▶ [Work item]
Retype, character for character, the line containing "Could you please put a dot on the front grille" along with each line after it through the end of the data, and only those.

══ Task input ══

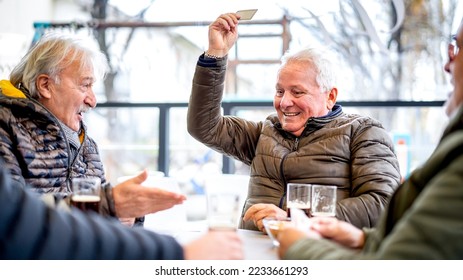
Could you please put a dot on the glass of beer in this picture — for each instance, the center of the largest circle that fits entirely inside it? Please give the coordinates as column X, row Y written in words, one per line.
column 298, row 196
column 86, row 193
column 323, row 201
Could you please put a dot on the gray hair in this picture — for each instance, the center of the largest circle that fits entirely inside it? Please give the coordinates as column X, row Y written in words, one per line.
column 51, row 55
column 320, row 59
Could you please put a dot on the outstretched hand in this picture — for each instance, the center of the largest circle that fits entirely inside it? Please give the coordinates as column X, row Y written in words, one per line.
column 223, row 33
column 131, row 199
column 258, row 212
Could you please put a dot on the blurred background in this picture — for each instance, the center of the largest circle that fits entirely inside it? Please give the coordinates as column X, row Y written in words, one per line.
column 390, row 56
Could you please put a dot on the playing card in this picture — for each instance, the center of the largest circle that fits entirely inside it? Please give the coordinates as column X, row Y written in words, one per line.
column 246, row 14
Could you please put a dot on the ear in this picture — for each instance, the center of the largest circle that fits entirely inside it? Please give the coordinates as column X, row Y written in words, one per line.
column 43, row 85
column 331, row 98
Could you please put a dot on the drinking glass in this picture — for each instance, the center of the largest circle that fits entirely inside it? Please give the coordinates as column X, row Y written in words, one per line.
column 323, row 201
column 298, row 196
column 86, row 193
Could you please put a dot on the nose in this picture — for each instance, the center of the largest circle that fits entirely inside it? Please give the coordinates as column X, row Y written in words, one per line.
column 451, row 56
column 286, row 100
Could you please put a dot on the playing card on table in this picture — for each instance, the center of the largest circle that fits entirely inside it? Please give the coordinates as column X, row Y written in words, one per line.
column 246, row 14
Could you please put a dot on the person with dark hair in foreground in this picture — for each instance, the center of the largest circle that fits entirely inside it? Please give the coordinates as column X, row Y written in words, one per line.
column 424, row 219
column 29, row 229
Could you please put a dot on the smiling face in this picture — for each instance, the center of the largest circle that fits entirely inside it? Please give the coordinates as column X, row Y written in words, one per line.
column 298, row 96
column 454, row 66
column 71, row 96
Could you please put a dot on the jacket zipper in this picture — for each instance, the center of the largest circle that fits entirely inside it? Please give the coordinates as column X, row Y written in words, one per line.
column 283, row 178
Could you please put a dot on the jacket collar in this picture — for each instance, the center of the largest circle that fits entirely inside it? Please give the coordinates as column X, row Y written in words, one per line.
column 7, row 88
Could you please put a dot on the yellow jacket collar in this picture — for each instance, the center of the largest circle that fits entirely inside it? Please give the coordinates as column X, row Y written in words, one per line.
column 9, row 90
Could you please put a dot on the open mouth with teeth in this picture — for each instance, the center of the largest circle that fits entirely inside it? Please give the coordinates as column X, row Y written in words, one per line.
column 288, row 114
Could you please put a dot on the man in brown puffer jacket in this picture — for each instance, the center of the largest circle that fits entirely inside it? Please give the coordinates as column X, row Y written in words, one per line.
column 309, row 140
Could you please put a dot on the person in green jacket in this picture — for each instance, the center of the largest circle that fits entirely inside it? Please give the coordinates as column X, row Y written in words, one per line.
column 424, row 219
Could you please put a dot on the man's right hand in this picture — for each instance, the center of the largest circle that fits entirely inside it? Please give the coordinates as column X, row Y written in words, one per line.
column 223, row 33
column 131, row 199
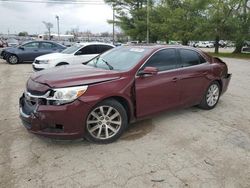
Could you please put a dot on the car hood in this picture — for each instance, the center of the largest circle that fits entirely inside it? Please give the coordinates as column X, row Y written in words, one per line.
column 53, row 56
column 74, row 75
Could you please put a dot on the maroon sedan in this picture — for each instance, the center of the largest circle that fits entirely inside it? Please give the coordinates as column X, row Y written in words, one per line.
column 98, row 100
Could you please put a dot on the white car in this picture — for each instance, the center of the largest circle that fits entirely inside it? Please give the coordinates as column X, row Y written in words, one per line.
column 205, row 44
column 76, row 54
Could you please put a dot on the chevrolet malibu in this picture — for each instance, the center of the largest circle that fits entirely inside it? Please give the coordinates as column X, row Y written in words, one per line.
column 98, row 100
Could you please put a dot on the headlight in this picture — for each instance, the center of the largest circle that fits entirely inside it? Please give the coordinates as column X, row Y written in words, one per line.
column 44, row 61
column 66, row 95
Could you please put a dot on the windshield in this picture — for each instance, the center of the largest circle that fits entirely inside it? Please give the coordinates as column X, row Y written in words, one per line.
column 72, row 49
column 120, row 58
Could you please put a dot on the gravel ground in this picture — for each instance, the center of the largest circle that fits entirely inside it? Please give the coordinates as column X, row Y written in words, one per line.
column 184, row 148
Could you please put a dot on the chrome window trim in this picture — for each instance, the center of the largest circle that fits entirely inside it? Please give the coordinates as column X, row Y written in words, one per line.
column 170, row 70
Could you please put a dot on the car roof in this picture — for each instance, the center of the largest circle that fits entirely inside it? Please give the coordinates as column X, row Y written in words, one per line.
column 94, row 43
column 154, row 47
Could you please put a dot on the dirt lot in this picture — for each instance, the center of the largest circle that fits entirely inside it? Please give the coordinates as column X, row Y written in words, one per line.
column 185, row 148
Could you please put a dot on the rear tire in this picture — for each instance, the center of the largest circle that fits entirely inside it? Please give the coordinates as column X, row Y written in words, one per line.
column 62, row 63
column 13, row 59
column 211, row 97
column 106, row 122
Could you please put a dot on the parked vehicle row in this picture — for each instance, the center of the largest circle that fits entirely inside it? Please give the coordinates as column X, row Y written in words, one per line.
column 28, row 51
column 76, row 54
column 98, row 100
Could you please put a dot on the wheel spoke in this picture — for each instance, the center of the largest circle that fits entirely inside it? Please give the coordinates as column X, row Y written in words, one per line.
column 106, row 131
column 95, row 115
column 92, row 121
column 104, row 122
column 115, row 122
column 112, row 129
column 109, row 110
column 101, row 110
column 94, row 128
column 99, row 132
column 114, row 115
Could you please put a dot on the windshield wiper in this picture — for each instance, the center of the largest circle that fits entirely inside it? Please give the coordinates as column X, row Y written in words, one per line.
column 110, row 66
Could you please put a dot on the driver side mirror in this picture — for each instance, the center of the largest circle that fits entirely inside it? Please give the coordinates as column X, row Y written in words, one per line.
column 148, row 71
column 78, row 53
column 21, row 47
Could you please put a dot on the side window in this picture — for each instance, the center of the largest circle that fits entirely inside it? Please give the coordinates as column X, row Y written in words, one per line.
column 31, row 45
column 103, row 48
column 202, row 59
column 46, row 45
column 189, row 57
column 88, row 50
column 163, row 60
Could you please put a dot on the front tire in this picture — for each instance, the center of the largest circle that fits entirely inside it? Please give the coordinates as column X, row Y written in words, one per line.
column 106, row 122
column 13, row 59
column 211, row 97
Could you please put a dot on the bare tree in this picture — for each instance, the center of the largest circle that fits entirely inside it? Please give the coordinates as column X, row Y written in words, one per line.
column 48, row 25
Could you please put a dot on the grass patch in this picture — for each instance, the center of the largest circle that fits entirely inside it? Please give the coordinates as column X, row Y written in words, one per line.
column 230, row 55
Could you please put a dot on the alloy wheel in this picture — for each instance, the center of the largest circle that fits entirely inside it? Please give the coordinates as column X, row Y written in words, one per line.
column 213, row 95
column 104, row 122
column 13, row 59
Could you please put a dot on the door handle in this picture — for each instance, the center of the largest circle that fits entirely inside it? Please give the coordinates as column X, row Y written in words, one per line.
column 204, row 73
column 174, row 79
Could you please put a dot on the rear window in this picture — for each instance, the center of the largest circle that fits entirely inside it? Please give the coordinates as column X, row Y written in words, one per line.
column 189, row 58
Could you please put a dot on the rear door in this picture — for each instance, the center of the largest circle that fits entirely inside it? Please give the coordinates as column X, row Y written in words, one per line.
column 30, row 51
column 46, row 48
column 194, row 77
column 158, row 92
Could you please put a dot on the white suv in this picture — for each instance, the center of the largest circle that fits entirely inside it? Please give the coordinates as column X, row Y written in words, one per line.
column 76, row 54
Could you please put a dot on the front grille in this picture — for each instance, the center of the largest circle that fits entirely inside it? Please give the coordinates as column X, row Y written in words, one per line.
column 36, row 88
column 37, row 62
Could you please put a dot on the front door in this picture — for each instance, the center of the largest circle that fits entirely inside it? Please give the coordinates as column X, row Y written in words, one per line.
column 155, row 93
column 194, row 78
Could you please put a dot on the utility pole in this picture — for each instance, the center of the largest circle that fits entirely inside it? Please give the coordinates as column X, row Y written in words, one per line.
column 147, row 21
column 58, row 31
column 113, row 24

═══

▶ [Expected output]
Could you please put a dot on the front grille in this picture — for each instance, the center of the largest circle that fits entirely inside it? Please give the coordinates as column X, row Y written in words, one per line.
column 36, row 88
column 37, row 62
Could you please put a dot on the front door in this picture — for each instance, the center of the largest circle that fits entirely inside it? Please give the coordinates as column X, row Y written in words, one per line.
column 155, row 93
column 194, row 78
Could you please put a dot on the utility pole in this picture — for each instance, the center of the largest circle that fits entirely inside it? Please give the coordinates as column X, row Y written in words, one per line.
column 147, row 21
column 58, row 31
column 113, row 24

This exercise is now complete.